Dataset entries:
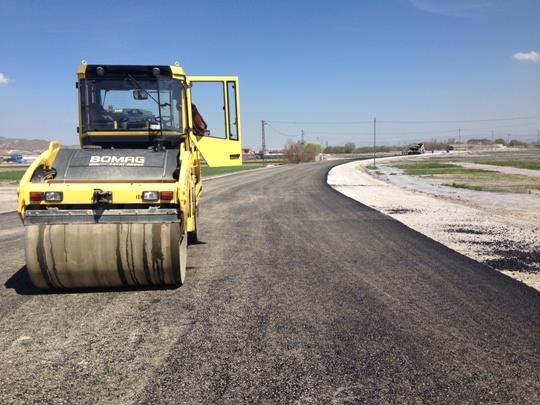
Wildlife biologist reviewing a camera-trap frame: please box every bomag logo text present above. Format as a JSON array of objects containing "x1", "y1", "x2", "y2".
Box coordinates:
[{"x1": 89, "y1": 155, "x2": 144, "y2": 166}]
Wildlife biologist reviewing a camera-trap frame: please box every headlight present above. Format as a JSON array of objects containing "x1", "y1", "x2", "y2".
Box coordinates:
[
  {"x1": 43, "y1": 191, "x2": 64, "y2": 202},
  {"x1": 142, "y1": 191, "x2": 159, "y2": 201}
]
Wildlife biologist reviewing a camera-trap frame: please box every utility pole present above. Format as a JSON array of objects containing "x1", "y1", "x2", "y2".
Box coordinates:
[
  {"x1": 373, "y1": 117, "x2": 377, "y2": 168},
  {"x1": 261, "y1": 120, "x2": 266, "y2": 163}
]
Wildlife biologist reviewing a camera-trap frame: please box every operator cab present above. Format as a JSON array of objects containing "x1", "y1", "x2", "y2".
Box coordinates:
[{"x1": 78, "y1": 65, "x2": 186, "y2": 148}]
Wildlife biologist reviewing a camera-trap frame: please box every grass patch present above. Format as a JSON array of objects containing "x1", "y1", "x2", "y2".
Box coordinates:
[
  {"x1": 0, "y1": 170, "x2": 25, "y2": 181},
  {"x1": 393, "y1": 160, "x2": 490, "y2": 176},
  {"x1": 475, "y1": 160, "x2": 540, "y2": 170}
]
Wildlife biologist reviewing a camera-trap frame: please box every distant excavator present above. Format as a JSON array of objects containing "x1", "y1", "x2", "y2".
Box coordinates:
[{"x1": 18, "y1": 61, "x2": 242, "y2": 289}]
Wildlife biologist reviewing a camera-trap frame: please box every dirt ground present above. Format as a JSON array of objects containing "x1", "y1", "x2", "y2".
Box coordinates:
[{"x1": 328, "y1": 155, "x2": 540, "y2": 290}]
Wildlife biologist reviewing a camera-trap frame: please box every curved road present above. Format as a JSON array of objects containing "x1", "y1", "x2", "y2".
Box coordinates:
[{"x1": 0, "y1": 163, "x2": 540, "y2": 404}]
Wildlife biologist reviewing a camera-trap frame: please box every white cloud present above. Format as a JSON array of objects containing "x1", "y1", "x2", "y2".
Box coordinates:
[
  {"x1": 513, "y1": 51, "x2": 540, "y2": 62},
  {"x1": 409, "y1": 0, "x2": 492, "y2": 17}
]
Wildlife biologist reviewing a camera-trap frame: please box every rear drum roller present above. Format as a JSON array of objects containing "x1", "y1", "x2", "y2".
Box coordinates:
[{"x1": 25, "y1": 223, "x2": 187, "y2": 289}]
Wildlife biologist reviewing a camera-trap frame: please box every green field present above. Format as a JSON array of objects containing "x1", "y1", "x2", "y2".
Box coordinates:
[{"x1": 392, "y1": 160, "x2": 491, "y2": 176}]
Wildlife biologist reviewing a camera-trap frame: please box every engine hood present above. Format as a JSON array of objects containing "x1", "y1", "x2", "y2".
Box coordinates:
[{"x1": 39, "y1": 149, "x2": 178, "y2": 183}]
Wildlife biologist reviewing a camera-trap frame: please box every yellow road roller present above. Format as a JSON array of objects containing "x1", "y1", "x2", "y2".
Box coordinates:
[{"x1": 17, "y1": 61, "x2": 242, "y2": 289}]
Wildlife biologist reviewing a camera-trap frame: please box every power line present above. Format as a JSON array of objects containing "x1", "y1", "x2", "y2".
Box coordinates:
[
  {"x1": 264, "y1": 121, "x2": 300, "y2": 138},
  {"x1": 266, "y1": 115, "x2": 540, "y2": 125}
]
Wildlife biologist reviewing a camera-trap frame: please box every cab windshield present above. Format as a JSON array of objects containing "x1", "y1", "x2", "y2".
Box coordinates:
[{"x1": 79, "y1": 75, "x2": 183, "y2": 132}]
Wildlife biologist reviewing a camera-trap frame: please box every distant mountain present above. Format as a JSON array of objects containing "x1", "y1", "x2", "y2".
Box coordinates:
[{"x1": 0, "y1": 136, "x2": 78, "y2": 154}]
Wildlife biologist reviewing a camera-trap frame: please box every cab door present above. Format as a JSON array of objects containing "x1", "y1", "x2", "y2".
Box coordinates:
[{"x1": 187, "y1": 76, "x2": 242, "y2": 167}]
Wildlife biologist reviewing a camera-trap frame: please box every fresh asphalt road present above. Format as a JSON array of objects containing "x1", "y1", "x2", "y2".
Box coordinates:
[{"x1": 0, "y1": 163, "x2": 540, "y2": 404}]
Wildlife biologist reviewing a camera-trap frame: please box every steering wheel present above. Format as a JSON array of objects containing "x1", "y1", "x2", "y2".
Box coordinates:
[{"x1": 156, "y1": 115, "x2": 172, "y2": 126}]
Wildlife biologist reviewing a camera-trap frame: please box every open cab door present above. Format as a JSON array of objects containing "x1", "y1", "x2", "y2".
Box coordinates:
[{"x1": 187, "y1": 76, "x2": 242, "y2": 167}]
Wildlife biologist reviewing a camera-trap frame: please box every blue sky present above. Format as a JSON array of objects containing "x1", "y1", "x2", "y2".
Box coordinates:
[{"x1": 0, "y1": 0, "x2": 540, "y2": 147}]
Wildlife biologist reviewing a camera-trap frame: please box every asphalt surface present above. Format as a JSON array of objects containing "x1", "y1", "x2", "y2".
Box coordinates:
[{"x1": 0, "y1": 163, "x2": 540, "y2": 404}]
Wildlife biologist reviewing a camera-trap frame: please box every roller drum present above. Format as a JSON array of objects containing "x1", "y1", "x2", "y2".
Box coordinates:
[{"x1": 25, "y1": 223, "x2": 187, "y2": 289}]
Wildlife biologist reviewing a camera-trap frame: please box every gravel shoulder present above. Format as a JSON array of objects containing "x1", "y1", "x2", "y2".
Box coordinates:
[{"x1": 327, "y1": 156, "x2": 540, "y2": 290}]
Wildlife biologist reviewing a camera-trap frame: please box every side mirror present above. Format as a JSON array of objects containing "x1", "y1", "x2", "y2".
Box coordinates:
[{"x1": 133, "y1": 90, "x2": 148, "y2": 100}]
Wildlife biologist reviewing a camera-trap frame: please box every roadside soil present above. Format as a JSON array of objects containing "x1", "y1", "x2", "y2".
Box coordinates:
[{"x1": 327, "y1": 156, "x2": 540, "y2": 291}]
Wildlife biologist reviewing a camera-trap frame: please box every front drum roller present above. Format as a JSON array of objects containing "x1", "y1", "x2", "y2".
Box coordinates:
[{"x1": 25, "y1": 223, "x2": 187, "y2": 289}]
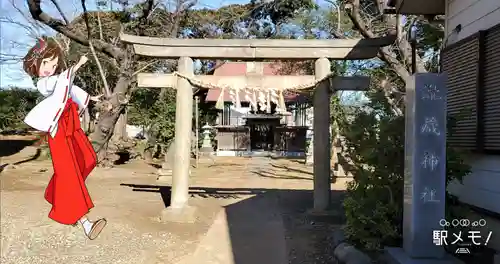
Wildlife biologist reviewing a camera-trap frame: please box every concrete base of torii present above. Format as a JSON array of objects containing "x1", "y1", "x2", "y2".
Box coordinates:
[{"x1": 160, "y1": 205, "x2": 198, "y2": 224}]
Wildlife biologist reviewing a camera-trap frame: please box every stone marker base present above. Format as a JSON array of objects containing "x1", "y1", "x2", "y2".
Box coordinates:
[
  {"x1": 160, "y1": 205, "x2": 197, "y2": 224},
  {"x1": 384, "y1": 247, "x2": 463, "y2": 264}
]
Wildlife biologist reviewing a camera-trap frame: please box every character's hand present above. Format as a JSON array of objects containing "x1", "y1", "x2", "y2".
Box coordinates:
[{"x1": 90, "y1": 94, "x2": 102, "y2": 102}]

▶ [DIRECTIVE] Please give the records above as a numbered list, one item per line, with blank lines left out. Leave the pictures out of the answer.

▶ [RESULT]
1. Wildlife biologist reviewing a camera-trap frame: please box every bomag logo text present above. Format as a JSON array of objects containing "x1", "y1", "x2", "y2".
2. Box coordinates:
3. [{"x1": 89, "y1": 155, "x2": 144, "y2": 166}]
4. Wildlife biologist reviewing a camera-trap frame: please box every headlight present above. Format as a JSON array of objects containing "x1", "y1", "x2", "y2".
5. Box coordinates:
6. [
7.   {"x1": 43, "y1": 191, "x2": 64, "y2": 202},
8.   {"x1": 142, "y1": 191, "x2": 159, "y2": 201}
9. ]
10. Wildlife biologist reviewing a camera-trap frame: please box every utility pole present above. Format as a JSON array of objects containing "x1", "y1", "x2", "y2".
11. Box coordinates:
12. [
13.   {"x1": 373, "y1": 117, "x2": 377, "y2": 168},
14.   {"x1": 261, "y1": 120, "x2": 266, "y2": 163}
15. ]
16. Wildlife biologist reviewing a camera-trap frame: please box every operator cab present above. Format as a JSON array of objects containing "x1", "y1", "x2", "y2".
17. Box coordinates:
18. [{"x1": 78, "y1": 65, "x2": 186, "y2": 148}]
19. Wildlife biologist reviewing a camera-trap frame: please box every grass patch present above. Format as a JSON array of objects containing "x1", "y1", "x2", "y2".
20. Box coordinates:
21. [
22.   {"x1": 0, "y1": 170, "x2": 25, "y2": 181},
23.   {"x1": 393, "y1": 160, "x2": 490, "y2": 176},
24.   {"x1": 475, "y1": 160, "x2": 540, "y2": 170}
25. ]
26. Wildlife biologist reviewing a camera-trap frame: please box every distant excavator present above. Format as a JSON array of objects containing "x1", "y1", "x2", "y2".
27. Box coordinates:
28. [{"x1": 18, "y1": 61, "x2": 242, "y2": 289}]
29. Wildlife biologist reviewing a camera-trap frame: please box every dirt ground present above. Format as a JSON array of objects containing "x1", "y1", "x2", "y2".
30. Box coordinates:
31. [{"x1": 328, "y1": 155, "x2": 540, "y2": 290}]
32. Wildlife biologist reviewing a camera-trap frame: please box every curved road present above. Format as a JSON array of objects containing "x1", "y1", "x2", "y2".
33. Box coordinates:
34. [{"x1": 0, "y1": 163, "x2": 540, "y2": 404}]
35. Wildlife biologist reviewing a camera-trap frame: please box every white cloud present above. Format as a JSON array of objects containing "x1", "y1", "x2", "y2".
36. Box coordinates:
37. [
38.   {"x1": 513, "y1": 51, "x2": 540, "y2": 62},
39.   {"x1": 409, "y1": 0, "x2": 492, "y2": 17}
40. ]
41. Wildlife biologist reviewing a camera-trap frame: please box every rear drum roller present above. Format as a JSON array of objects containing "x1", "y1", "x2", "y2".
42. Box coordinates:
43. [{"x1": 25, "y1": 223, "x2": 187, "y2": 289}]
44. Wildlife biologist reviewing a camera-trap frame: please box every green field present above. Format as a JSON array of objects containing "x1", "y1", "x2", "y2".
45. Box coordinates:
46. [{"x1": 392, "y1": 160, "x2": 491, "y2": 176}]
47. Wildlife biologist reviewing a camera-trap frame: please box every engine hood present above. Format as a JSON array of objects containing "x1", "y1", "x2", "y2".
48. Box coordinates:
49. [{"x1": 39, "y1": 149, "x2": 178, "y2": 183}]
50. Wildlife biologist reviewing a camera-trap frame: please box every yellow road roller present above. Format as a JSON array of objects containing "x1", "y1", "x2", "y2".
51. Box coordinates:
52. [{"x1": 17, "y1": 61, "x2": 242, "y2": 289}]
53. Wildlife biologist reviewing a camera-trap frame: please box every power line present above. Format as a JSON array of objects containing "x1", "y1", "x2", "y2".
54. Box coordinates:
55. [
56.   {"x1": 264, "y1": 121, "x2": 300, "y2": 138},
57.   {"x1": 266, "y1": 115, "x2": 540, "y2": 125}
58. ]
59. Wildlife biologist reviewing a camera-trap frame: please box every cab windshield present above. Format as a JSON array of objects containing "x1", "y1", "x2", "y2".
60. Box coordinates:
61. [{"x1": 79, "y1": 75, "x2": 183, "y2": 132}]
62. Wildlife biologist reviewing a camera-trap frame: please box every distant mountain present above. Format as a JSON array of objects containing "x1", "y1", "x2", "y2".
63. Box coordinates:
64. [{"x1": 0, "y1": 136, "x2": 78, "y2": 154}]
65. Wildlife biologist reviewing a camera-trap frame: please box every cab door present above. Format as a JSON array of objects containing "x1", "y1", "x2", "y2".
66. Box coordinates:
67. [{"x1": 187, "y1": 76, "x2": 242, "y2": 167}]
68. Wildlife biologist reviewing a camera-trap frame: please box every fresh asphalt road present above. Format as a JSON array of objects containing "x1", "y1", "x2", "y2".
69. Box coordinates:
70. [{"x1": 0, "y1": 163, "x2": 540, "y2": 404}]
71. Wildlife biologist reviewing a camera-trap frame: please box every steering wheel present above. Format as a JSON array of objects containing "x1", "y1", "x2", "y2".
72. Box coordinates:
73. [{"x1": 156, "y1": 115, "x2": 172, "y2": 126}]
74. Wildlife biologist reviewing a camera-trap frame: please box every open cab door present above. Format as a JSON array of objects containing "x1", "y1", "x2", "y2".
75. Box coordinates:
76. [{"x1": 187, "y1": 76, "x2": 242, "y2": 167}]
77. Wildlife biologist reviewing a camera-trap frame: please box every blue sky present above. Format as a JSON array of objects containing "x1", "y1", "x2", "y2".
78. Box coordinates:
79. [{"x1": 0, "y1": 0, "x2": 540, "y2": 147}]
80. Wildlife biologist reviewing a camera-trap frame: please box every asphalt surface present above. Format as a JSON array of objects containing "x1", "y1", "x2", "y2".
81. Box coordinates:
82. [{"x1": 0, "y1": 163, "x2": 540, "y2": 404}]
83. Wildlife biologist reviewing a camera-trap frame: please box every roller drum present above. Format as a JSON array of objects containing "x1", "y1", "x2", "y2".
84. Box coordinates:
85. [{"x1": 25, "y1": 223, "x2": 187, "y2": 289}]
86. Wildlife biologist reviewing a camera-trap frame: please box every gravel shoulder present above. Format as a JSON array of objects containing "x1", "y1", "x2", "y2".
87. Box coordinates:
88. [{"x1": 327, "y1": 156, "x2": 540, "y2": 290}]
89. Wildlife biologist reviewing a camera-trap frame: please box every side mirror present above. Format as a JSON array of objects containing "x1", "y1", "x2", "y2".
90. Box coordinates:
91. [{"x1": 133, "y1": 90, "x2": 148, "y2": 100}]
92. Wildlife biologist reviewing a camera-trap frame: please box every roadside soil present above. Format as a JSON array of objects containing "x1", "y1", "x2", "y2".
93. Box coordinates:
94. [{"x1": 327, "y1": 156, "x2": 540, "y2": 291}]
95. Wildlife biologist reviewing a camera-trap frame: please box every front drum roller present above. Format as a JSON array of objects containing "x1", "y1", "x2", "y2".
96. Box coordinates:
97. [{"x1": 25, "y1": 223, "x2": 187, "y2": 289}]
98. Wildlife biologist reviewing a camera-trap frame: please box every concrete base of torii present above. Format as a JSON array of objects containing "x1", "y1", "x2", "y2".
99. Box coordinates:
100. [{"x1": 160, "y1": 205, "x2": 198, "y2": 224}]
101. Wildlife biologist reviewing a camera-trap frame: please box every stone marker base present above. Format as a JSON array of objects containing "x1", "y1", "x2", "y2".
102. Box coordinates:
103. [
104.   {"x1": 160, "y1": 205, "x2": 197, "y2": 224},
105.   {"x1": 384, "y1": 247, "x2": 463, "y2": 264}
106. ]
107. Wildlife biologist reviewing a camera-trap frame: please box every character's hand present above. Format as a JSON array of objects containing "x1", "y1", "x2", "y2".
108. Box coordinates:
109. [{"x1": 90, "y1": 94, "x2": 102, "y2": 102}]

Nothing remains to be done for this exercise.